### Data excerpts
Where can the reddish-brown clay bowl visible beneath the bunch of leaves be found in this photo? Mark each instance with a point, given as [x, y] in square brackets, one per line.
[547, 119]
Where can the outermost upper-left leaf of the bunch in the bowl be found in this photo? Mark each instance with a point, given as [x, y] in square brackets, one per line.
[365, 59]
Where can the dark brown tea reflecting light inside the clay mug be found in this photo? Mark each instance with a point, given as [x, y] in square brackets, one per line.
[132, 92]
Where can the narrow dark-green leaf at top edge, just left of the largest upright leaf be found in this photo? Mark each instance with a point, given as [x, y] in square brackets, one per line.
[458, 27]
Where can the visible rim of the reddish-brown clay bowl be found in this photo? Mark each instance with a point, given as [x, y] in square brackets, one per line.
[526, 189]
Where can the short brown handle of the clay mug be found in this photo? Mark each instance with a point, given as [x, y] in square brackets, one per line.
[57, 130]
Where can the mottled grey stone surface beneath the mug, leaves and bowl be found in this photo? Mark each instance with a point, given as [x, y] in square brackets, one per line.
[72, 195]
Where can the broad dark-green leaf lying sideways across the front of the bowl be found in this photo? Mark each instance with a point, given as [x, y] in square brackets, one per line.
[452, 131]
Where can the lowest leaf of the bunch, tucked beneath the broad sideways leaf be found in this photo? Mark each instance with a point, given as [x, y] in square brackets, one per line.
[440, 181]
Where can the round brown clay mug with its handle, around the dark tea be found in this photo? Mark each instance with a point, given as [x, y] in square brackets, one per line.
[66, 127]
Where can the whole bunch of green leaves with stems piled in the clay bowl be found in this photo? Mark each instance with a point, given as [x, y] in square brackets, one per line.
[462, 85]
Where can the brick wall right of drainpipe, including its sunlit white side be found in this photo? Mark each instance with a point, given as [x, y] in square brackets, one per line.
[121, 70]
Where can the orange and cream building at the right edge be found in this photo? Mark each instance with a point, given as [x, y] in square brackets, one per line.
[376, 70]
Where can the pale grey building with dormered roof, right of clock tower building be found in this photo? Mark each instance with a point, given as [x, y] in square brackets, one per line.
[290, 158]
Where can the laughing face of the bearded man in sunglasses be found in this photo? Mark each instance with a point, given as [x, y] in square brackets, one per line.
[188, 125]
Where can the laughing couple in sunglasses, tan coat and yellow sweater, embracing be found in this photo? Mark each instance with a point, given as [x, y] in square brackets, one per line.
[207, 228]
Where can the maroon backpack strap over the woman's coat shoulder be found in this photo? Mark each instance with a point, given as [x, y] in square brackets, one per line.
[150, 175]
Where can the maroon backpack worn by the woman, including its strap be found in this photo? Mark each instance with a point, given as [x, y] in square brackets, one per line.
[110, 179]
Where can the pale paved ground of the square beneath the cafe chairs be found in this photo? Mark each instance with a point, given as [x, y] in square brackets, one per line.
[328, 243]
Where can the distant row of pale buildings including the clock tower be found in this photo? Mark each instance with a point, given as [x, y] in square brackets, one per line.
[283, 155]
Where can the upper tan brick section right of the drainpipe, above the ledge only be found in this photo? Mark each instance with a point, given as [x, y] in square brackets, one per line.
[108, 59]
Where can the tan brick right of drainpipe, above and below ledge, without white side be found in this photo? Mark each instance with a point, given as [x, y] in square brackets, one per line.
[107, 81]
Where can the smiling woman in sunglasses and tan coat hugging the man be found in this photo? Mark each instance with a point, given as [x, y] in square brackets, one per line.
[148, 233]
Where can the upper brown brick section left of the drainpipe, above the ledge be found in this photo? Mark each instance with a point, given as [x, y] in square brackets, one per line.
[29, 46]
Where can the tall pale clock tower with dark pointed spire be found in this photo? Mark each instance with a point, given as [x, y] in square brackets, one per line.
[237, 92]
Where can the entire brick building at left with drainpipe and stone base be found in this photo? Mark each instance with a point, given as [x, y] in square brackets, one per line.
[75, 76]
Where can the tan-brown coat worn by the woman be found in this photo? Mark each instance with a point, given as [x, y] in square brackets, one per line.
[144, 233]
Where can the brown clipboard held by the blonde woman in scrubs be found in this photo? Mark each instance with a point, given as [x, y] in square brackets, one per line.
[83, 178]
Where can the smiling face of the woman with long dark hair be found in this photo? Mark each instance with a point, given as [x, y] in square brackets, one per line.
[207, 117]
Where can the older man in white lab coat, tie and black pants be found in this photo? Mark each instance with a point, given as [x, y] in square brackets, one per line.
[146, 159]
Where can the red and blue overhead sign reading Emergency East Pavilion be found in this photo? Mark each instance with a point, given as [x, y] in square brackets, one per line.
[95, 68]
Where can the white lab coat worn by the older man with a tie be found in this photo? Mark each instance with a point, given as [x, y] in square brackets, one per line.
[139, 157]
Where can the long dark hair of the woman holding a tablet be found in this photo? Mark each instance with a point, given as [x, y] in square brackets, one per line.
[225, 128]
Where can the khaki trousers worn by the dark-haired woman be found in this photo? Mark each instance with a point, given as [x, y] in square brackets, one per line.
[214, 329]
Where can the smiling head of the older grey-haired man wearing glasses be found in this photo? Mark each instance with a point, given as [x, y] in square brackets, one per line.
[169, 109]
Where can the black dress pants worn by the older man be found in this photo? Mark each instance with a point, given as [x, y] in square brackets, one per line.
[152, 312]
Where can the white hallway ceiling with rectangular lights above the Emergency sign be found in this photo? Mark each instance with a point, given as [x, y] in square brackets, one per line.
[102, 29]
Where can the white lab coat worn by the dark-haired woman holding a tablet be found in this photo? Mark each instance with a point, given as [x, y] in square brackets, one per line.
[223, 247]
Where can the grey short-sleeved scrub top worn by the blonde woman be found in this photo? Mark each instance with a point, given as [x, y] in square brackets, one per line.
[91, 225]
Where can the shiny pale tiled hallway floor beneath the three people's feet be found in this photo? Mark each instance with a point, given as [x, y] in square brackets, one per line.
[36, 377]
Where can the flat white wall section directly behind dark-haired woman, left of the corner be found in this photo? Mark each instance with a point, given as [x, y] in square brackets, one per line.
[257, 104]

### What to produce
Give all of the entries again, exactly.

### Answer below
Where can the reddish-brown clay bowl visible beneath the bunch of leaves be found in this photo? Mark each instance with a point, given as [x, y] in square brackets, one per line.
[547, 119]
Where can the outermost upper-left leaf of the bunch in the bowl be found in this photo? Mark each instance with a point, given as [x, y] in square brackets, one per line.
[365, 59]
Where can the dark brown tea reflecting light inside the clay mug be found in this photo? Mark each instance with a point, given as [x, y] in square brackets, one per line.
[132, 92]
Where can the narrow dark-green leaf at top edge, just left of the largest upright leaf be found in this photo? Mark each instance with a point, given as [x, y] in square brackets, one per line.
[458, 27]
Where can the visible rim of the reddish-brown clay bowl be found in this photo? Mark each instance with a point, given as [x, y] in square brackets, one per line.
[526, 189]
Where can the short brown handle of the clay mug be found in this photo? Mark each instance with a point, given as [x, y] in square brackets, one per line.
[57, 130]
Where can the mottled grey stone surface beneath the mug, leaves and bowl be found in this photo? Mark each instance with a point, given as [x, y] in square brackets, one per line.
[72, 195]
Where can the broad dark-green leaf lying sideways across the front of the bowl be found in this photo? Mark each instance with a point, given as [x, y] in square brackets, one per line.
[452, 131]
Where can the lowest leaf of the bunch, tucked beneath the broad sideways leaf be found in this photo? Mark each instance with a point, given as [x, y] in square brackets, one per line.
[440, 181]
Where can the round brown clay mug with its handle, around the dark tea be found in this photo? Mark each instance with a point, given as [x, y] in square brackets, one per line.
[66, 127]
Where can the whole bunch of green leaves with stems piled in the clay bowl be found in this photo? Mark each instance with a point, given as [x, y] in square brackets, one per line.
[462, 85]
Where can the brick wall right of drainpipe, including its sunlit white side be found in this photo? Mark each instance with a point, given as [x, y] in square brackets, one per line.
[121, 70]
Where can the orange and cream building at the right edge be found in this photo? Mark each instance with a point, given as [x, y] in square brackets, one per line.
[376, 70]
Where can the pale grey building with dormered roof, right of clock tower building be found in this photo? Mark each instance with a point, given as [x, y] in square brackets, one per line.
[290, 158]
Where can the laughing face of the bearded man in sunglasses be found in this photo? Mark each instance with a point, given as [x, y] in square brackets, one per line.
[188, 125]
Where can the laughing couple in sunglasses, tan coat and yellow sweater, embracing be found in this photo? Mark each instance with a point, given as [x, y] in square brackets, one per line.
[207, 228]
Where can the maroon backpack strap over the woman's coat shoulder be found in this photo? Mark each instance with a point, given as [x, y] in square brackets, one per line.
[150, 175]
Where can the maroon backpack worn by the woman, including its strap be found in this photo? Mark each instance with a point, given as [x, y] in square brackets, one per line.
[110, 179]
Where can the pale paved ground of the square beneath the cafe chairs be found in this photo? Mark each instance with a point, given as [x, y] in square brackets, one per line.
[328, 243]
Where can the distant row of pale buildings including the clock tower be found in this photo? Mark each instance with a point, given as [x, y] in square brackets, one per line.
[283, 155]
Where can the upper tan brick section right of the drainpipe, above the ledge only be found in this photo? Mark each instance with a point, given as [x, y] in square brackets, one per line.
[108, 59]
Where can the tan brick right of drainpipe, above and below ledge, without white side be found in this photo? Mark each instance with a point, given as [x, y] in square brackets, one per line.
[107, 81]
Where can the smiling woman in sunglasses and tan coat hugging the man be found in this photo? Mark each instance with a point, given as [x, y] in square brackets, one per line.
[148, 233]
Where can the upper brown brick section left of the drainpipe, above the ledge be found in this photo? Mark each instance with a point, given as [x, y] in square brackets, one per line.
[29, 46]
Where can the tall pale clock tower with dark pointed spire be found in this photo? Mark each instance with a point, given as [x, y] in square brackets, one per line.
[237, 92]
Where can the entire brick building at left with drainpipe and stone base be found in this photo? Mark each instance with a point, given as [x, y] in square brackets, one per line.
[75, 76]
Where can the tan-brown coat worn by the woman be found in this photo? Mark each instance with a point, given as [x, y] in square brackets, one per line.
[144, 233]
Where can the brown clipboard held by the blonde woman in scrubs be found in this photo? Mark each instance with a point, given as [x, y] in square brackets, one per line.
[83, 178]
Where can the smiling face of the woman with long dark hair be found in this photo? Mark each instance with a point, given as [x, y] in square brackets, one per line.
[207, 117]
Where can the older man in white lab coat, tie and black pants be found in this photo? Mark each instance with a point, given as [x, y] in square brackets, one per line.
[146, 159]
Where can the red and blue overhead sign reading Emergency East Pavilion be found in this photo? Mark each instance with a point, given as [x, y] in square brackets, one per line.
[95, 68]
Where can the white lab coat worn by the older man with a tie be found in this photo? Mark each instance with a point, given as [x, y] in square brackets, one per line.
[139, 157]
Where can the long dark hair of the woman holding a tablet be found in this photo? Mark each instance with a point, given as [x, y] in square brackets, one per line.
[225, 128]
Where can the khaki trousers worn by the dark-haired woman be found in this photo? Mark each instance with a point, given as [x, y] in square brackets, one per line.
[214, 329]
Where can the smiling head of the older grey-haired man wearing glasses be found in this photo? Mark each instance with a point, given as [x, y] in square brackets, one per line.
[169, 109]
Where can the black dress pants worn by the older man be found in this photo? Mark each instance with a point, given as [x, y] in square brackets, one per line.
[152, 312]
Where can the white hallway ceiling with rectangular lights above the Emergency sign be found in this photo? Mark each instance with a point, given as [x, y] in square brackets, one per line.
[102, 29]
Where can the white lab coat worn by the dark-haired woman holding a tablet be found in this photo? Mark each instance with a point, given as [x, y] in square brackets, one per line.
[223, 247]
Where can the grey short-sleeved scrub top worn by the blonde woman be found in this photo? Mark each instance with a point, given as [x, y] in square brackets, one per line.
[91, 225]
Where can the shiny pale tiled hallway floor beneath the three people's feet be found in this photo? Mark each instance with a point, given as [x, y] in square brackets, one per line.
[36, 377]
Where can the flat white wall section directly behind dark-haired woman, left of the corner be found in this photo? Mark each instance with a point, given as [x, y] in square brackets, one per line.
[257, 104]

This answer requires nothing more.